*Work required*: The lines to be copied are those below that contain "query".

*Stored data*:
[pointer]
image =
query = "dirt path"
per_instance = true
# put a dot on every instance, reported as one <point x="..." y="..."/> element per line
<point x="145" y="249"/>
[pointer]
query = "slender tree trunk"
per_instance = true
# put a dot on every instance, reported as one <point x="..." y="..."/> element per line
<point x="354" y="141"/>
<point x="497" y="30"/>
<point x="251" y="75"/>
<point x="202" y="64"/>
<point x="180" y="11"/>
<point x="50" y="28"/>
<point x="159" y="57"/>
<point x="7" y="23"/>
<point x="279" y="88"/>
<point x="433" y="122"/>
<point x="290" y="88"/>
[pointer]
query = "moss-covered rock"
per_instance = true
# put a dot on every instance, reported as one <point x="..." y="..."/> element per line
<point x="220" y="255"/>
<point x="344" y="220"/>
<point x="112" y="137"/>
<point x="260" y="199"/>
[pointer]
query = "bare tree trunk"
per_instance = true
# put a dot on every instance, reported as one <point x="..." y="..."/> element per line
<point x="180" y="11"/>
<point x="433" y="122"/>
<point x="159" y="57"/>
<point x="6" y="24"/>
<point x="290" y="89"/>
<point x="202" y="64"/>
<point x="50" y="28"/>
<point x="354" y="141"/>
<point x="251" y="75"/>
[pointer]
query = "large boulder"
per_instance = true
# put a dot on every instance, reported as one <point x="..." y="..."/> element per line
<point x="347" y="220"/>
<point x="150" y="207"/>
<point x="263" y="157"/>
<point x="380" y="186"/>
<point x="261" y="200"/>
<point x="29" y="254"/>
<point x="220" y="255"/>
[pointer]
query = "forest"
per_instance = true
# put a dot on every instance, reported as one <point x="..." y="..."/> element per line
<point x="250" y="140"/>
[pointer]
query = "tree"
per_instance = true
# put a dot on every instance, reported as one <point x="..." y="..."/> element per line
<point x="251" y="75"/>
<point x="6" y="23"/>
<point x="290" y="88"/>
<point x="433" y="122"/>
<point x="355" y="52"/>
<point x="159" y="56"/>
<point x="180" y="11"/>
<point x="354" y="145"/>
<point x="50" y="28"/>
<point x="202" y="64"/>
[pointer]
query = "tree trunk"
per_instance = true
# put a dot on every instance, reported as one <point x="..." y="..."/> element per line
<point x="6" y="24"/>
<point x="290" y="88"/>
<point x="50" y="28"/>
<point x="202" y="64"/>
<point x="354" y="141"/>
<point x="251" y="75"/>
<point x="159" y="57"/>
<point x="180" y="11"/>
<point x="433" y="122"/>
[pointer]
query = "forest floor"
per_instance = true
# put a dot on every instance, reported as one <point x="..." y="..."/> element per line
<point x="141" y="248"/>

*Answer to this problem*:
query = "dirt path"
query = "slender tree trunk"
query = "moss-covered rock"
query = "bare tree trunk"
query = "large boulder"
query = "forest"
query = "tree"
query = "tree trunk"
query = "forest floor"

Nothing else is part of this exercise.